→ Image point grounding data:
== Segment start ==

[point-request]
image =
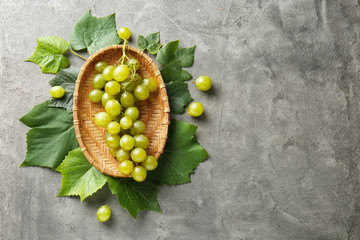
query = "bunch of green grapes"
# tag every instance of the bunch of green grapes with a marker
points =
(119, 88)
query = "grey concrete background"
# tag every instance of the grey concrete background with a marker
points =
(282, 123)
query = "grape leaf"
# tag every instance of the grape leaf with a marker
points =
(151, 42)
(135, 196)
(174, 59)
(179, 96)
(93, 33)
(49, 54)
(66, 78)
(181, 155)
(52, 136)
(80, 178)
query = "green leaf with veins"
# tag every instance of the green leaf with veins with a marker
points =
(181, 155)
(66, 78)
(174, 60)
(80, 178)
(135, 196)
(51, 138)
(179, 96)
(49, 54)
(151, 42)
(93, 33)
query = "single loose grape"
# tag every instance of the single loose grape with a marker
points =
(150, 163)
(113, 107)
(127, 142)
(95, 95)
(113, 128)
(138, 77)
(113, 151)
(139, 173)
(125, 122)
(203, 83)
(106, 97)
(124, 33)
(100, 66)
(103, 213)
(132, 112)
(121, 73)
(122, 155)
(133, 64)
(126, 167)
(141, 92)
(151, 84)
(141, 141)
(112, 87)
(99, 81)
(112, 141)
(195, 109)
(138, 155)
(127, 100)
(102, 119)
(108, 73)
(57, 91)
(138, 127)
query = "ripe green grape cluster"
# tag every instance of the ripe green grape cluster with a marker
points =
(118, 88)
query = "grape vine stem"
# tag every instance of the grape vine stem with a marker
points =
(77, 54)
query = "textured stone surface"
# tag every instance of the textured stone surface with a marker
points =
(282, 123)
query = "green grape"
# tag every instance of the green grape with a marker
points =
(195, 109)
(112, 87)
(138, 155)
(151, 84)
(141, 141)
(123, 155)
(57, 91)
(124, 33)
(103, 213)
(133, 64)
(100, 66)
(150, 163)
(113, 128)
(138, 127)
(102, 119)
(127, 142)
(95, 95)
(126, 167)
(127, 100)
(141, 92)
(99, 81)
(132, 112)
(128, 86)
(113, 151)
(108, 73)
(121, 73)
(106, 97)
(112, 141)
(203, 83)
(113, 107)
(125, 122)
(139, 173)
(138, 77)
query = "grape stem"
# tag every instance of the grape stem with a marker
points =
(124, 51)
(77, 54)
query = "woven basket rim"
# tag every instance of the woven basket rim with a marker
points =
(90, 60)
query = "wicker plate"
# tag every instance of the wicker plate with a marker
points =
(154, 112)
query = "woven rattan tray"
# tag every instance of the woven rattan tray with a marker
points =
(154, 112)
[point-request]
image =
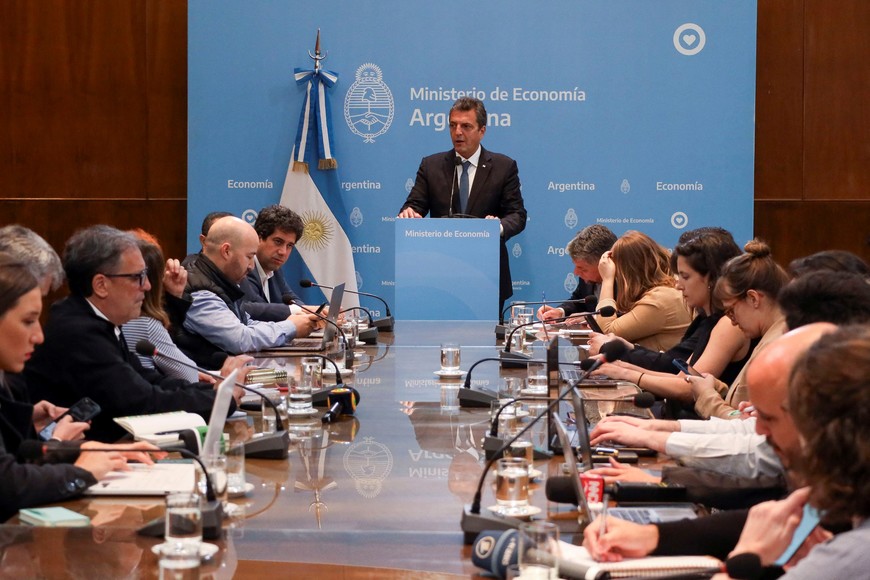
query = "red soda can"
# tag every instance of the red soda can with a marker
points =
(593, 487)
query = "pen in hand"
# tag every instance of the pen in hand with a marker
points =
(602, 529)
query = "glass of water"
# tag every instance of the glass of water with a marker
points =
(512, 485)
(450, 358)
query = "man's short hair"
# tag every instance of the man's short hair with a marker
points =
(94, 250)
(471, 104)
(28, 247)
(278, 217)
(826, 296)
(210, 218)
(590, 243)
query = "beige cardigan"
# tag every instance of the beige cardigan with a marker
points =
(712, 404)
(657, 321)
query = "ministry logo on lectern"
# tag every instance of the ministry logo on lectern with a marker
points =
(368, 106)
(571, 218)
(356, 217)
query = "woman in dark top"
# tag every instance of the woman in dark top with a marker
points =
(24, 485)
(711, 344)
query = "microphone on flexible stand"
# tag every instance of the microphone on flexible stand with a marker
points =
(263, 445)
(212, 510)
(386, 324)
(368, 335)
(473, 521)
(500, 329)
(348, 353)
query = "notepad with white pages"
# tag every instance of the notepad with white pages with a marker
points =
(654, 566)
(157, 479)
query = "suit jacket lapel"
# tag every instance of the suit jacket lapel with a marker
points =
(481, 174)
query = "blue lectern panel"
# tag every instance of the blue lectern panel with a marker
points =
(447, 269)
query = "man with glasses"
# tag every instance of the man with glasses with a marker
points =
(85, 354)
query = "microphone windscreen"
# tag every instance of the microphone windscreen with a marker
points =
(614, 350)
(30, 450)
(145, 347)
(644, 400)
(607, 311)
(560, 489)
(744, 566)
(587, 364)
(495, 551)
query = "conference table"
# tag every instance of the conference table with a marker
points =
(376, 495)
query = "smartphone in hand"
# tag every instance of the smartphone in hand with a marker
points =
(83, 410)
(686, 367)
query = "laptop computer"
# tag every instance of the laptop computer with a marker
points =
(311, 344)
(653, 513)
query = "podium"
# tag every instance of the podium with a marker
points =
(447, 269)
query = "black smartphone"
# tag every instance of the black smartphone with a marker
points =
(686, 367)
(83, 410)
(590, 320)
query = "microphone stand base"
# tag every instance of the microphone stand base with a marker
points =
(492, 444)
(369, 335)
(473, 524)
(476, 397)
(510, 359)
(212, 520)
(268, 446)
(385, 324)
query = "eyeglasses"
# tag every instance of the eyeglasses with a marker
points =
(138, 276)
(729, 310)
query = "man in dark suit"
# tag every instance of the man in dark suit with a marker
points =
(585, 250)
(471, 181)
(84, 353)
(279, 228)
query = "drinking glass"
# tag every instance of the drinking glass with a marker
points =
(512, 485)
(450, 358)
(183, 520)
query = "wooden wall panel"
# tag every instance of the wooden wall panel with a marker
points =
(836, 97)
(778, 101)
(166, 56)
(74, 91)
(798, 228)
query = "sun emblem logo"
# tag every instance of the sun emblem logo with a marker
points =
(368, 106)
(318, 231)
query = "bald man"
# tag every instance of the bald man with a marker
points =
(759, 445)
(216, 322)
(768, 379)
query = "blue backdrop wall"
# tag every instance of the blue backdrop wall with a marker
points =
(634, 114)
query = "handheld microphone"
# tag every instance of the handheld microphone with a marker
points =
(341, 401)
(212, 511)
(385, 323)
(266, 445)
(473, 521)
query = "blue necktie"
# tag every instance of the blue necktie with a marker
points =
(463, 187)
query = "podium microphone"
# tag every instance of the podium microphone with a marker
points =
(212, 511)
(589, 299)
(385, 323)
(473, 522)
(266, 445)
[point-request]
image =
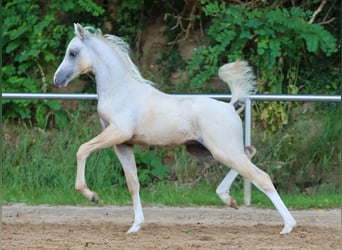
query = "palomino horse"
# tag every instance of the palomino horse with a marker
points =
(132, 112)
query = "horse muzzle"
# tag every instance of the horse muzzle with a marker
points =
(61, 79)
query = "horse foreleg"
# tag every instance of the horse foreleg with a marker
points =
(107, 138)
(125, 154)
(223, 189)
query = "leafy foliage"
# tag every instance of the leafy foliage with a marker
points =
(33, 38)
(276, 42)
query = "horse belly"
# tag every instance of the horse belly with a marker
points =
(164, 133)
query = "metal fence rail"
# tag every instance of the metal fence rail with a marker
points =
(248, 110)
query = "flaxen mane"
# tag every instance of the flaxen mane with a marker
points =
(122, 48)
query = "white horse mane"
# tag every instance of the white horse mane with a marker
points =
(122, 48)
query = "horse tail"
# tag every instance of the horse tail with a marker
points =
(240, 79)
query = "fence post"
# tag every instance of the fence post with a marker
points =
(247, 187)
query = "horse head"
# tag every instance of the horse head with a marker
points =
(76, 60)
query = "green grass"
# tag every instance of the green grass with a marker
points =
(167, 194)
(39, 167)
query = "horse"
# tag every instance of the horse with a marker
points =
(132, 111)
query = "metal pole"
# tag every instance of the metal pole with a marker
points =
(247, 187)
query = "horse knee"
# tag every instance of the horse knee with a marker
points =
(263, 181)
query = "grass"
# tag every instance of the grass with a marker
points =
(38, 167)
(202, 194)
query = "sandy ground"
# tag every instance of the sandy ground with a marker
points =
(68, 227)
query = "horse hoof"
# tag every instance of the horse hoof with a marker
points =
(233, 204)
(288, 227)
(95, 199)
(134, 229)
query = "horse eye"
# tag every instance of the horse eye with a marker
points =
(73, 53)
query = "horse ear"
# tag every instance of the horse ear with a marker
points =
(79, 31)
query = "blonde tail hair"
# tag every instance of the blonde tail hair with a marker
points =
(240, 79)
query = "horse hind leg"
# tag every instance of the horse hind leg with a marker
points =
(125, 154)
(241, 164)
(223, 188)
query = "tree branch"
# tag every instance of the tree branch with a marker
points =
(317, 11)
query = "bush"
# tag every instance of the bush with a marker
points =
(34, 36)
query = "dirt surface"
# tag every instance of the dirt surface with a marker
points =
(66, 227)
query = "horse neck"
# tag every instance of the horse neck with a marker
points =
(112, 77)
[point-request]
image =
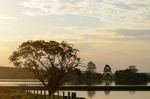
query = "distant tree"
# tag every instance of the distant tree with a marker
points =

== Segment end ==

→ Your goal:
Going through the data above, count each line that contains "post" and give only that figure.

→ Expected output:
2